- **Given passage**
Should we create a ticket for the global or there is already a ticket?
I'm doing it as part of this ticket.
Though a separate ticket would probably have been better. Next time. 😛
I created the global change job and started it in test mode on DEV. When I came back to check on the status of the job after dinner I found that the job had been killed, a victim of a recent change in the configuration of the servers. We used to be able to keep a login session alive on a CDR server as long as we didn't leave an idle RDP session connected to it. That's was broken by a change CBIIT made on the 3rd of this month. I have put in a ticket to have CBIIT restore the access I used to have to the databases from my workstation so that I can execute long-running jobs directly from my laptop without having them killed. We'll have to write the global change scripts very carefully, so that if the VPN connection dies in the middle of a live job we don't leave corrupted data behind, and we can detect which documents have already been processed and skip them if we have to resume a job in such a situation. 🙁
Sure. I wanted to mention that it would be good to run the global in the following groups:
Language
Then by Audience
Then by Summary Type (not required - you can skip this one if it will get complicated)

- **Supplied records**
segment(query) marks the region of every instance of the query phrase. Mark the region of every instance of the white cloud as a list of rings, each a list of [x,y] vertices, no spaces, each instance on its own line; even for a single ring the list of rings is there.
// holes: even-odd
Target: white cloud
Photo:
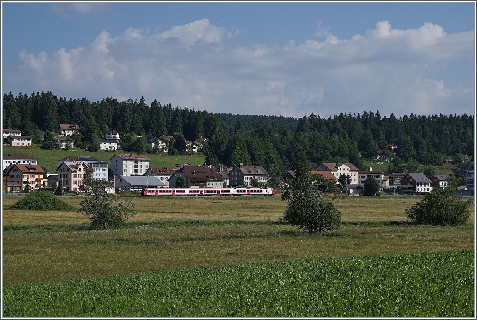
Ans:
[[[281,48],[232,47],[229,35],[237,32],[207,19],[152,35],[132,27],[116,37],[103,31],[86,48],[19,52],[21,65],[4,87],[239,113],[448,114],[456,106],[474,113],[473,31],[448,34],[428,22],[400,30],[384,21],[346,40],[319,26],[322,41],[291,40]],[[443,72],[456,64],[468,66],[468,74],[449,87]]]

- **Problem to solve**
Pick up the ticket thread about running the global change job and continue it from its last line.

- **Task output**
OK. Is there any reason you couldn't have told me this before I wrote the script? 😛
You were too fast for me 🙂. I mentioned it in the CDR meeting when we discussed the global.
Test results on DEV:
Please run the global in live mode on DEV. Thanks!
Done.
We have verified the changes on DEV. However, we are concerned that every summary touched by the global will have a second Alt Title element (with attribute value of CTHP) even if the title is not used on any card on Cancer.gov, and even if currently, there is only one Alt Title element. The preference would have been to only include the CTHP title when it is used on a card on Cancer.gov so that the data in the CDR will match what is on Cancer.gov. When I first raised this issue there was a suggestion to modify the filters to be able to use the Browser title for the CTHP cards if we don't have a CTHP Alt Title in a document. Having the data match what is on Cancer.gov would help inform users when making changes to the Alt Titles. Other than that, we are ready for a test run on QA.
As I got deeper into the work needed to make the Drupal-side modifications, it became clear that it's not sufficient to simply copy the short title to the browser title. We will need to come up with browser titles which satisfy the requirement that the browser titles be unique, and which are short enough that they will satisfy the 100-character limit imposed on that field by Drupal. Otherwise, we will run into the same issue which caused the web site to switch to using the node title for the browser title instead of the value in the browser title field. Tagging ~buracklb for awareness.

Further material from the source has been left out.